Mayor Bloomberg and top city officials joined executives from the Related Companies, Oxford Properties, and fashion label Coach underneath the northernmost spur of the High Line on Tuesday to announce the first anchor tenant at Hudson Yards on Manhattan’s West Side. “Today we announce Coach as the anchor tenant at Hudson Yards,” said Related CEO Stephen Ross. He told the crowd that construction could start in a few months. Coach will relocate 1,500 employees currently scattered across three buildings nearby into a sleek glass and steel KPF-designed tower overlooking the High Line, occupying about a third of the planned first tower.
Related CEO Stephen Ross talks about Hudson Yards. (Branden Klayko)
Covering 26 acres along the Hudson River and spanning a LIRR train storage yard, Hudson Yards will mix residential, commercial, retail, and cultural space to create what Ross described as the “Rockefeller Center of the 21st century.” Two tapering buildings on the eastern edge of the site—the first to be built—tilt away from each other, appearing to peek overtop of their neighbors. They are joined by a seven-story glass-enclosed retail podium, forming a twin-towers-over-a-mall typology that Related made famous at the Time Warner Center in Columbus Circle. At 5.5 million square feet and three city blocks long, Related says the “superblock building” will be the largest commercial building in New York.
“Finally you’re going to get a building as nice as your pocket books,” said New York City Council Speaker Christine Quinn. The neighborhood is poised to become a center of fashion and culture in Manhattan, a point Bloomberg made in declaring that Fashion Week will someday take place at the Culture Shed, an arts center designed by Diller, Scofidio & Renfro with Rockwell Group planned at Hudson Yards.
While not on stage for the announcement, Bill Pedersen of KPF remarked on the mega-project’s design in a statement. “Hudson Yards must link to the prevailing industrial character of the West Side, while also summarizing this context with a fresh visual dynamic. As a time when extraordinary urban projects are arising around the world, Hudson Yards will be an important symbol of New York’s continued leadership in global urbanism.”

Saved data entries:
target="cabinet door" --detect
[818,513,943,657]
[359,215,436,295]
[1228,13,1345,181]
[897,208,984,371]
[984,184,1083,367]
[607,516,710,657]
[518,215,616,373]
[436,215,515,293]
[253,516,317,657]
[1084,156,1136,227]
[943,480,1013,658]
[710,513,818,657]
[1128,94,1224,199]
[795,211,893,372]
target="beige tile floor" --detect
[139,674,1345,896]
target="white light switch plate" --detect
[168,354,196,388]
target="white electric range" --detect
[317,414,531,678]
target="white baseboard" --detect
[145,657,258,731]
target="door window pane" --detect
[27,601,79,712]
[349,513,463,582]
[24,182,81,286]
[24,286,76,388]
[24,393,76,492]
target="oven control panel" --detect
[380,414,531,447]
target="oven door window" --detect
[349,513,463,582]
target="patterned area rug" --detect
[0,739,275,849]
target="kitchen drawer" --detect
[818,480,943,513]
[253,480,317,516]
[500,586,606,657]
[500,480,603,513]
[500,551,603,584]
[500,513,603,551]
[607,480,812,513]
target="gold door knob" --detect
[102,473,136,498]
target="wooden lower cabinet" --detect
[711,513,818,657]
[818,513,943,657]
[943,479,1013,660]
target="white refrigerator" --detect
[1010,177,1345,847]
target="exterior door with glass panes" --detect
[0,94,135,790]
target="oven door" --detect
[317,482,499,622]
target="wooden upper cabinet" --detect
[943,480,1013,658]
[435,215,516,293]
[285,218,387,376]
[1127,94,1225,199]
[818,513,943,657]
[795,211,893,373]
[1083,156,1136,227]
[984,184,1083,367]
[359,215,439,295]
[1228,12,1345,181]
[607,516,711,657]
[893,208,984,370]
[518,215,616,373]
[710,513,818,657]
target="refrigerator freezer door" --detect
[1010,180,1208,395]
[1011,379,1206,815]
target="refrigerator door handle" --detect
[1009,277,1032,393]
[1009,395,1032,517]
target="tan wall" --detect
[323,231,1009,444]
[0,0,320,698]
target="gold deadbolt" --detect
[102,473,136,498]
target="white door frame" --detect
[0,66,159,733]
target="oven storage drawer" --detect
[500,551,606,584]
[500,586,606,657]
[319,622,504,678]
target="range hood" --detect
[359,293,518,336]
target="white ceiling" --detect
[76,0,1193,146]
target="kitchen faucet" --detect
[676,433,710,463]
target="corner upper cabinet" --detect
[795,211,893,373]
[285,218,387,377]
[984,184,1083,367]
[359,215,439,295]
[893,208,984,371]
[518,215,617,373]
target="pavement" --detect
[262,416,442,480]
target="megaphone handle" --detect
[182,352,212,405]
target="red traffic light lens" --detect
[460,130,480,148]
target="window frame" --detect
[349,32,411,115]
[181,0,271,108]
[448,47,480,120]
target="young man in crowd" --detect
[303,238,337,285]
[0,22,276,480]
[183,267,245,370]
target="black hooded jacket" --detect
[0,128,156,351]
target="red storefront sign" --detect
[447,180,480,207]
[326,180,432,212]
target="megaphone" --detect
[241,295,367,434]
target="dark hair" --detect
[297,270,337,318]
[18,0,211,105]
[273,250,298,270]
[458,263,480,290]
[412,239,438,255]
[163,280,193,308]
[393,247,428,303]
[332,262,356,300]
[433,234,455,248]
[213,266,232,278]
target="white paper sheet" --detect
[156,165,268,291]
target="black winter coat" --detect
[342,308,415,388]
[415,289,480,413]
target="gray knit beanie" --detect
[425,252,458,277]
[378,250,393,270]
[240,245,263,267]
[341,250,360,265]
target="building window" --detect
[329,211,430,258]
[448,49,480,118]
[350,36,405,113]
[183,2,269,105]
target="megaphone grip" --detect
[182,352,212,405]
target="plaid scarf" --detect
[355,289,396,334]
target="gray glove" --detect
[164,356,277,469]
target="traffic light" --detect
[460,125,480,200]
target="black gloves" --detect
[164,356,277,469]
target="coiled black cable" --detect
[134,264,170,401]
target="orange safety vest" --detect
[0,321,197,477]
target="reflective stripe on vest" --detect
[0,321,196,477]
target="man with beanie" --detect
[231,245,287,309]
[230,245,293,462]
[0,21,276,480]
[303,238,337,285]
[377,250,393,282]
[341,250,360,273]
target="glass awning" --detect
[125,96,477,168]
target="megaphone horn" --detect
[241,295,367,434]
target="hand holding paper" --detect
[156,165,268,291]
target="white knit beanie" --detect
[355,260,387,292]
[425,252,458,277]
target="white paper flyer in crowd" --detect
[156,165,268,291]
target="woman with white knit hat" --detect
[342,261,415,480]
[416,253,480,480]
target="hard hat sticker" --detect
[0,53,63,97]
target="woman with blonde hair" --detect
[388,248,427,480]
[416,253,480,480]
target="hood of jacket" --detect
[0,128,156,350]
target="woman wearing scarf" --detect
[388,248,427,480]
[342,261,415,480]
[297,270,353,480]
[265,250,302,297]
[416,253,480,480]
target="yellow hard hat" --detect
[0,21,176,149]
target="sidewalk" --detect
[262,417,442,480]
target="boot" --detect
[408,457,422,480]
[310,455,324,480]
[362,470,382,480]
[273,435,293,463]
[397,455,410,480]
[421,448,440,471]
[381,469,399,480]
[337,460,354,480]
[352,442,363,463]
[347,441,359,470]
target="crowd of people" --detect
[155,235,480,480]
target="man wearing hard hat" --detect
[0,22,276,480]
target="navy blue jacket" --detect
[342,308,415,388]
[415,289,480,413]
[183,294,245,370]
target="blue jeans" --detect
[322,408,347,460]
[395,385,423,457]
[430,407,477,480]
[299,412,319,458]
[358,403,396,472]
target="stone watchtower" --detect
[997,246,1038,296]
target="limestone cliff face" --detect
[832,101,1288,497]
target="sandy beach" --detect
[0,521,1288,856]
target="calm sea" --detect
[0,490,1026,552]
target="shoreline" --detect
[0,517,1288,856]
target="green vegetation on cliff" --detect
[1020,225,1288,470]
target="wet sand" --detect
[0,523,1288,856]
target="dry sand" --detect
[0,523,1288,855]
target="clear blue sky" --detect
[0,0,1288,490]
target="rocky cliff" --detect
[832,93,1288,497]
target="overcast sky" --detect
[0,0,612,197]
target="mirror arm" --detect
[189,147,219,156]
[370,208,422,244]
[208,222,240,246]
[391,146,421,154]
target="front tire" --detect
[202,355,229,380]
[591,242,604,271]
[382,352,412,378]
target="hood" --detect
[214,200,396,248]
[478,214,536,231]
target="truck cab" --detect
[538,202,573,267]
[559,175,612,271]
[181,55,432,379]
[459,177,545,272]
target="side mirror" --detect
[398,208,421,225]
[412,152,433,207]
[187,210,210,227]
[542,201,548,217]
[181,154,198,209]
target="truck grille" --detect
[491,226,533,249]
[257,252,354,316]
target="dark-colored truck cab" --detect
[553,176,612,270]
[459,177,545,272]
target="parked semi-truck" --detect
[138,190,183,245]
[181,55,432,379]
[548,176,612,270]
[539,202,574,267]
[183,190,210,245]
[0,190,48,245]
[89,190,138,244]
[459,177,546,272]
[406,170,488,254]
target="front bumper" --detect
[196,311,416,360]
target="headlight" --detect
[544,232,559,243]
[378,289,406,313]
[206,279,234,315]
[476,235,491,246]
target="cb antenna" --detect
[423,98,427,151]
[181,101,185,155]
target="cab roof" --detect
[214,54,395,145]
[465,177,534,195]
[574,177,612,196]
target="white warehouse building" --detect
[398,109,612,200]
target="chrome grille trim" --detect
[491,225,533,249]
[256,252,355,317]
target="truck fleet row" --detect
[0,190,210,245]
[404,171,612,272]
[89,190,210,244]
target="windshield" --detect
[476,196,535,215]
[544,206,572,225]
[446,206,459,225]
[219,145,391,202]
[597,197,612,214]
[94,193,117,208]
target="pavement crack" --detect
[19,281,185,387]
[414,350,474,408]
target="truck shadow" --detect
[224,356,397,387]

*WHAT THE EXERCISE ASKS*: Sum up the Hudson Yards article in two sentences. Work only from the Hudson Yards article, not the listing.

*RESULT*: Mayor Bloomberg, city officials, and executives from Related, Oxford Properties, and Coach announced Coach as the first anchor tenant at Hudson Yards, with Coach moving 1,500 employees into a KPF-designed tower overlooking the High Line. The 26-acre project along the Hudson River will mix residential, commercial, retail, and cultural space, and its first two towers will be joined by a seven-story retail podium in what Related says will be the largest commercial building in New York.